TEKST:
___
Zanger, songwriter en drijvende kracht Randy Berida klinkt soms als een ver neefje van Roddy Frame of Lloyd Cole, maar doet met zijn melancholisch slepende stem zowel in de lage als in de hoge noten vaak sterk aan Morrissey denken. En zelfs de lyrics knipogen nadrukkelijk naar die Britse halfgod. Hold Me Steady is rechtsreeks verwant aan Ouija Board en had op een van Morrissey’s soloplaten kunnen staan. En gitaren kringelen en twinkelen op deze plaat zoals in de beste Johnny Marr-dagen.
I can’t get A wordt ondersteund door een droevige (maar niet te droevige) Thurston Moore-riff. Net zoals Bert Dockx maakt Randy Berida een wandeling door zijn stad. Maar in tegenstelling tot Flying Horseman, is The Letter Yellow optimistisch gestemd. De songs en de arrangementen wonen in dezelfde straat als die van The Marcy Playground en dat is nog steeds een goeie "neighbourhood".
In songs als het uitermate grappige Hooray He’s Not Dead (met een mooi opkringelende Marr-gitaar) toont Berida zich een aandachtige observator van de tafereeltjes, die zich tijdens de wandeling door zijn buurt afspelen. Een kinderspel loopt ei zo na fout af, maar het valt allemaal nogal mee en hoera, hij is niet dood.
It’s Monday And I’m Dreaming is vrolijk huppelende britpop-uit-Brooklyn? die eender waar ter wereld het maandagochtendgevoel doet verdwijnen met zonnige Afro-gitaren. I Got You’ had één van Jeff Buckleys lichtere songs kunnen zijn. En zo volgt de ene bescheiden popparel de andere op: de Beatlesiaanse boogie-woogie van 14 Bar Blues, de Morrissey-pastiche Out On The Streets, de powerpop van Out In The Sun Making Waves’, (dat vreemd genoeg de riff van I Got You recycleert) of de dromerige psychedelische folk van Southern Bound.
Het jazzy niemendalletje Hope Street had voor ons niet gehoeven en deze groep heeft zeker nog groeimarge. Maar een mooie, pretentieloze, ontroerend naïeve, met veel liefde en vakmanschap gemaakte popplaat, die geen enkele andere pretentie heeft dan u en ons een mooi moment te bezorgen, dat noemen wij nog eens een lovenswaardig debuut. En in eigen beheer nog wel.
___
VERZAMELDE GEGEVENS:
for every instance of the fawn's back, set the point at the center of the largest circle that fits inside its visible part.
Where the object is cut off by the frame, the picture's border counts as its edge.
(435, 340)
___
JOUW OPDRACHTEN:
A - Bewerk het stuk uit de recensie dat begint bij "Het jazzy niemendalletje" en doorloopt tot en met "beheer nog wel.": zet "eerste plaat" op de plaats van "debuut".
B - Beantwoord deze vragen over de recensie:
(i) Aan welke gitarist doen de kringelende en twinkelende gitaren op de plaat denken?
(ii) Met welke groep wonen de songs en arrangementen volgens de recensie in dezelfde straat?
(iii) Welk nummer had voor de schrijvers niet gehoeven?
C - Vat de recensie samen in twee zinnen.

EINDRESULTATEN:
A -
Het jazzy niemendalletje Hope Street had voor ons niet gehoeven en deze groep heeft zeker nog groeimarge. Maar een mooie, pretentieloze, ontroerend naïeve, met veel liefde en vakmanschap gemaakte popplaat, die geen enkele andere pretentie heeft dan u en ons een mooi moment te bezorgen, dat noemen wij nog eens een lovenswaardig eerste plaat. En in eigen beheer nog wel.

B -
(i) Johnny Marr
(ii) The Marcy Playground
(iii) Hope Street

C - Randy Berida doet met zijn stem en zijn lyrics vaak sterk aan Morrissey denken, en de gitaren klinken zoals in de beste Johnny Marr-dagen. Volgens de recensie heeft de groep nog groeimarge, maar is deze pretentieloze, met liefde en vakmanschap gemaakte popplaat in eigen beheer een lovenswaardig debuut.